• [Prompt]:
Give again the lines between the one holding "point: the white wedding" and the end of the data, inclusive, but replace "dirt ground" with "bare ground" and leave everything else unchanged.
..............................
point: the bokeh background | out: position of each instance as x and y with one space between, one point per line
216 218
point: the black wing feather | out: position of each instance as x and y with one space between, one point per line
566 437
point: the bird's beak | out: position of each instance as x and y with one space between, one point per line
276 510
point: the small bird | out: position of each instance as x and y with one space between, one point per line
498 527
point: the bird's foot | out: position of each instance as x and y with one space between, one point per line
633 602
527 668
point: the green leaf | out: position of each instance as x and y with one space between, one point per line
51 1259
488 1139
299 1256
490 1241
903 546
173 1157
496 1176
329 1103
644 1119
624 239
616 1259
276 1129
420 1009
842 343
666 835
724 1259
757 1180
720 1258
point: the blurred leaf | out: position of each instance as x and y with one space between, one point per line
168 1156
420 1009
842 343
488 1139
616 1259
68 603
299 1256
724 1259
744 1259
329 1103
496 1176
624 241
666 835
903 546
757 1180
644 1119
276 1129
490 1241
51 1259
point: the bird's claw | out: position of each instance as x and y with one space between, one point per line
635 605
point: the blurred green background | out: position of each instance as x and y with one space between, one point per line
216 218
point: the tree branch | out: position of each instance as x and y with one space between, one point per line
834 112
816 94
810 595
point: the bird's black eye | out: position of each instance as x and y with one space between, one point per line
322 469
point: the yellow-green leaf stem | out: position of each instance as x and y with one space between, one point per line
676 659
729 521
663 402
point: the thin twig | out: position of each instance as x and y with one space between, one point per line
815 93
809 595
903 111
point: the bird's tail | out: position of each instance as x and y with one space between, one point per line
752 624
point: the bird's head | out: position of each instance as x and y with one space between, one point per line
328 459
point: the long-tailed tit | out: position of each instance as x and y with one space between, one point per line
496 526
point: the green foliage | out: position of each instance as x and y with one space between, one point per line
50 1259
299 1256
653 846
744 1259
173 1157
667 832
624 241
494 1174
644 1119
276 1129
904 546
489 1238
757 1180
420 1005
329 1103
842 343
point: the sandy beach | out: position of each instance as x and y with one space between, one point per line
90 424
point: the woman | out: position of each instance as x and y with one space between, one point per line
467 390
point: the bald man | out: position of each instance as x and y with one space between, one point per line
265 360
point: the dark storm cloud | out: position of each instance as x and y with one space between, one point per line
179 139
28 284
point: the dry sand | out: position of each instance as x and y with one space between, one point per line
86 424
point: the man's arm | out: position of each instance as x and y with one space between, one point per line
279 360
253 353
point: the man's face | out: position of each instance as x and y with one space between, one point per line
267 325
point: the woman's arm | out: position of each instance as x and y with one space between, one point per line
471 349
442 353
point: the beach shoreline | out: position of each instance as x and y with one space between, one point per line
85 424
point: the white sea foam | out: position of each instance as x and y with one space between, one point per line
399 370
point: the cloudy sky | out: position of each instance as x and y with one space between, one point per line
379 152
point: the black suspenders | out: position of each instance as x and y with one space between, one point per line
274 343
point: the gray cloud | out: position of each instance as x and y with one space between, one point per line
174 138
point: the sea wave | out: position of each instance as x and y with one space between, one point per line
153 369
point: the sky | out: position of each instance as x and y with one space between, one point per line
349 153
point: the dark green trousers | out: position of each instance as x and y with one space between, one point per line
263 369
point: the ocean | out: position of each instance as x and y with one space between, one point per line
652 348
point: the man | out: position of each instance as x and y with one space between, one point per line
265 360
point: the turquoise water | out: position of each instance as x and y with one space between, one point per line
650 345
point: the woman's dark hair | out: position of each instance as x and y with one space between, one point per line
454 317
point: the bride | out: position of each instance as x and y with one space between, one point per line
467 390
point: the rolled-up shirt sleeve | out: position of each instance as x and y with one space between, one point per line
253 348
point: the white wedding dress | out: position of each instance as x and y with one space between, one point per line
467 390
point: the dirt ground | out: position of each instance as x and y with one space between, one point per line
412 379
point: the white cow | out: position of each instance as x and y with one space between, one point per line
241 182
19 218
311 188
..............................
• [Answer to this task]:
point: the white wedding dress | out: position of each instance as x and y with one space between, one point per line
467 390
point: the bare ground | out: position of each instance as x and y with one space between, one point per line
412 379
point: the white cow | out: position of each instance as x and y with one space between, one point per line
241 182
19 218
311 188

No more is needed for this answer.